▶ [Directions]
Write back every entry exactly as it reads, with the pictures left behind.

▶ [Supplied entries]
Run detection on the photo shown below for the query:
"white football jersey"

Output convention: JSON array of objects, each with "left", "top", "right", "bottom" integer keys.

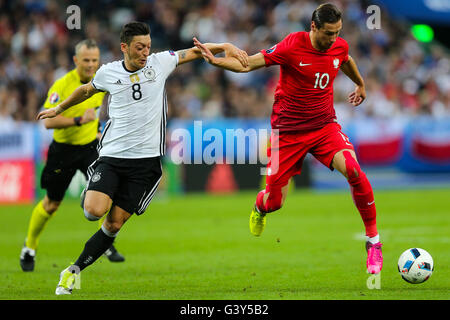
[{"left": 91, "top": 50, "right": 178, "bottom": 158}]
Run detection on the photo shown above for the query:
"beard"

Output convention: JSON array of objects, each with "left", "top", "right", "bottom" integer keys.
[
  {"left": 318, "top": 41, "right": 333, "bottom": 51},
  {"left": 125, "top": 50, "right": 141, "bottom": 70}
]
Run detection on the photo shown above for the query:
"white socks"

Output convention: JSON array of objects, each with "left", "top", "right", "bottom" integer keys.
[{"left": 366, "top": 234, "right": 380, "bottom": 244}]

▶ [Answer to this problem]
Run detection on the photo shown below for the query:
"white football jersey"

Output convention: JSON array of objects, each with "left", "top", "right", "bottom" integer keys.

[{"left": 91, "top": 50, "right": 178, "bottom": 158}]
Run detection on the photo shown above for the query:
"beard"

Output convention: JSON array of objects, each with "left", "top", "right", "bottom" integer keys.
[
  {"left": 318, "top": 41, "right": 333, "bottom": 51},
  {"left": 125, "top": 50, "right": 141, "bottom": 70}
]
Run detection on the photo shown above for the query:
"white socks"

Output convention: JSON array of objects, each with "left", "top", "right", "bottom" integer keys.
[{"left": 366, "top": 234, "right": 380, "bottom": 244}]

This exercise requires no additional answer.